In the token terms excerpt below, rewrite the passage that opens with the words containing "Section III - Token" and closes with "at its discretion.", replacing "discount payment tokens" with "utility tokens".

- [Source excerpt]
>> Start
Further information regarding the Tokens and the development roadmap for the Issuer Protocol is set out in the Issuer Whitepaper, the current version of which is available on the Blockpass website (the “Whitepaper”). The information contained in the Whitepaper is provided for illustrative and descriptive purposes only and does not form part of these Terms unless expressly incorporated herein. The Issuer may, in its sole and absolute discretion, revise the Whitepaper at any time without prior or separate notification.
Section III - Token Allocation, Description, Issuance Program and Specific Conditions
4.1 It is agreed and acknowledged that the Tokens are designed and intended to be used as discount payment tokens that can be exchanged as payment for identity verification services supported by the Blockpass Protocol (each such service, a “Blockpass Verification Service”, and collectively, the “Blockpass Verification Services”. Blockpass may offer Token Holders reduced or preferential rates for payment of identity verification services. Blockpass may add features to the Tokens at its discretion.
>> End
- [Supplied material]
>> Start
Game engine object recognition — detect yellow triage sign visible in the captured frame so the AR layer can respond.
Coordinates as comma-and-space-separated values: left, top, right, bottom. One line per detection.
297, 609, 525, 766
>> End
- [Answer to this task]
Section III - Token Allocation, Description, Issuance Program and Specific Conditions
4.1 It is agreed and acknowledged that the Tokens are designed and intended to be used as utility tokens that can be exchanged as payment for identity verification services supported by the Blockpass Protocol (each such service, a “Blockpass Verification Service”, and collectively, the “Blockpass Verification Services”. Blockpass may offer Token Holders reduced or preferential rates for payment of identity verification services. Blockpass may add features to the Tokens at its discretion.